---------- DOCUMENT SECTION

About business-to-business e-commerce...

Honestly, I don't know which companies are best positioned
to benefit from the coming, and existing, boom in business-to-business
e-commerce. (My area right now is consumer-focused,
but two new clients are changing that for us. I'll try
to extract lessons from that experience.)

Cisco (or is it Bay?), I believe, sells soemthing like $6 million
a day over the Web. Those are business-to-business sales.
That's a chunk right there.

DELL is proving to be absolutely masterful in its
direct business-to-business sales to major accounts and
or preferred accounts (the lingo changes with each new
reorganization at DELL.)

What we are seeing with DELL and others is a
MESHING of customer and provider (manufacturer,
service company, etc) that is facilitated by
the Web. Old lines that used to divide a customer from
a provider are now getting very blurred. DELL's key
corporate customers each have a web site provided by
DELL. Those web sites facilitate business-to-business
transactions amounting to hundreds of millions of dollars
each year. They also become amazing conduits of information
about new product pricing, discounts, end-of-life offers, etc.

--------------------
---------- RECORD EXCERPTS

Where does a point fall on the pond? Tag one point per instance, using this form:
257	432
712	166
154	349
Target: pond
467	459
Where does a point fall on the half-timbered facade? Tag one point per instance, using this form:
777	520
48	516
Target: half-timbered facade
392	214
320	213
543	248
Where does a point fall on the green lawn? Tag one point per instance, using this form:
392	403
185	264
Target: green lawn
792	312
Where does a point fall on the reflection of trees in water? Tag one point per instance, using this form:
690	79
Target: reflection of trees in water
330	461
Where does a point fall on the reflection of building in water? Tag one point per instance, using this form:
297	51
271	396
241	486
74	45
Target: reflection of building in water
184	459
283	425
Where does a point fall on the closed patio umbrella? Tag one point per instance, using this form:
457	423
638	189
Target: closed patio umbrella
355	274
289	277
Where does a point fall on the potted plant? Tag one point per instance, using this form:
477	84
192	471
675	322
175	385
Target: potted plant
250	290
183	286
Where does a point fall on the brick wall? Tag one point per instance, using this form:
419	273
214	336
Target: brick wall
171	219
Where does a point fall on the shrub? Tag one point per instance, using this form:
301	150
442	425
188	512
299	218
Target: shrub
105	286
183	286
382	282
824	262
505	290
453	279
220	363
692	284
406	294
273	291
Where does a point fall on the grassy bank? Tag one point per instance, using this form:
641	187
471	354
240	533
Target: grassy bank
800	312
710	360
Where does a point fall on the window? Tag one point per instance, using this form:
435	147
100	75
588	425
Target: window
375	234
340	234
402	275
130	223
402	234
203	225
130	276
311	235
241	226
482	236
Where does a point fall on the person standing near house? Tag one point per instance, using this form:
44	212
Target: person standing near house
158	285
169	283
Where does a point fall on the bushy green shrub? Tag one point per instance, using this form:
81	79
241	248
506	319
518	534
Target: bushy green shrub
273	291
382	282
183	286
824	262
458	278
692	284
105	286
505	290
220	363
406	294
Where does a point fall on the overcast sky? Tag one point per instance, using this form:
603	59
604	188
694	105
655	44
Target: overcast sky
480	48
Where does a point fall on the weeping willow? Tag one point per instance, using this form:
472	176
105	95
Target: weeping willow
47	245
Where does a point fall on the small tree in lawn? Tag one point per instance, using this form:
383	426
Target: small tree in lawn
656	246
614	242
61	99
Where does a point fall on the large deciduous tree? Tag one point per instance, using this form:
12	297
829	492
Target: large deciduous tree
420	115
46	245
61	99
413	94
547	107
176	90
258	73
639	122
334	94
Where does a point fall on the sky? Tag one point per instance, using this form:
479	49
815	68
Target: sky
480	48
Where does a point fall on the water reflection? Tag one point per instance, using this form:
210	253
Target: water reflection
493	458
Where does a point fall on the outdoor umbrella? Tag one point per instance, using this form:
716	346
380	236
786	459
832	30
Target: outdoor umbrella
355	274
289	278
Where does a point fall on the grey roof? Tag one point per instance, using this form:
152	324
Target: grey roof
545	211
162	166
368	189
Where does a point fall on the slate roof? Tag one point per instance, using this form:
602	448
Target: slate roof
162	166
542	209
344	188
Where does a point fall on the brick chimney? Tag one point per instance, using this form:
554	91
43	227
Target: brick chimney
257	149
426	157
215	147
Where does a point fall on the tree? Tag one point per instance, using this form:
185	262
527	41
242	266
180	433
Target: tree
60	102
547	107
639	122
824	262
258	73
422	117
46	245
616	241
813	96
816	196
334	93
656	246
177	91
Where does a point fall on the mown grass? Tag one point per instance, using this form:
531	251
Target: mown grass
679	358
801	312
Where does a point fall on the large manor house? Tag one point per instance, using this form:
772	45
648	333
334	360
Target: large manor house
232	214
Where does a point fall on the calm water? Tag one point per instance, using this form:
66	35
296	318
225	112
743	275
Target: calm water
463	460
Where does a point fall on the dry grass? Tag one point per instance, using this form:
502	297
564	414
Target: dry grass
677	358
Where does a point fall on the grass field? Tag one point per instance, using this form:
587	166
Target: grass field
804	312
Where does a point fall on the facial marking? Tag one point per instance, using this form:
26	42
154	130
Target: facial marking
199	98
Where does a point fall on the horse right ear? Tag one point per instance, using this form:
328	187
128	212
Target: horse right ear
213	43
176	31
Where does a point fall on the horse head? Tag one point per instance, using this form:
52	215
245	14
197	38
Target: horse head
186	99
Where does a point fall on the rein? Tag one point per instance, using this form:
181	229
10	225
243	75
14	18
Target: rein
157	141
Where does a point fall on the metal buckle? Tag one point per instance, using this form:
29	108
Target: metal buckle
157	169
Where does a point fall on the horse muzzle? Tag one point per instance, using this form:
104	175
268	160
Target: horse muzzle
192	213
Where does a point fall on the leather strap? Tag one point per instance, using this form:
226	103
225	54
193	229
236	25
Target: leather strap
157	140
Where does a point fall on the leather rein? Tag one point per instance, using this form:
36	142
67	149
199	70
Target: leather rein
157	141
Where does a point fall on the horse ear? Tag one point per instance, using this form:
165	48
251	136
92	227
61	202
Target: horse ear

--------------------

▶ **EXERCISES TO COMPLETE**:
1. From the post on business-to-business e-commerce, reproduce word for word the passage between "Honestly, I don't" and "from that experience.)", inclusive.
2. In one to three sentences, explain why the post on business-to-business e-commerce says the old lines between customer and provider are becoming blurred.

▶ **SOLUTIONS TO THE PROBLEMS**:
1.
Honestly, I don't know which companies are best positioned
to benefit from the coming, and existing, boom in business-to-business
e-commerce. (My area right now is consumer-focused,
but two new clients are changing that for us. I'll try
to extract lessons from that experience.)

2. The Web is facilitating a meshing of customer and provider. DELL shows this by giving each of its key corporate customers a web site. Those sites handle business-to-business transactions worth hundreds of millions of dollars a year and carry information on new product pricing, discounts and end-of-life offers.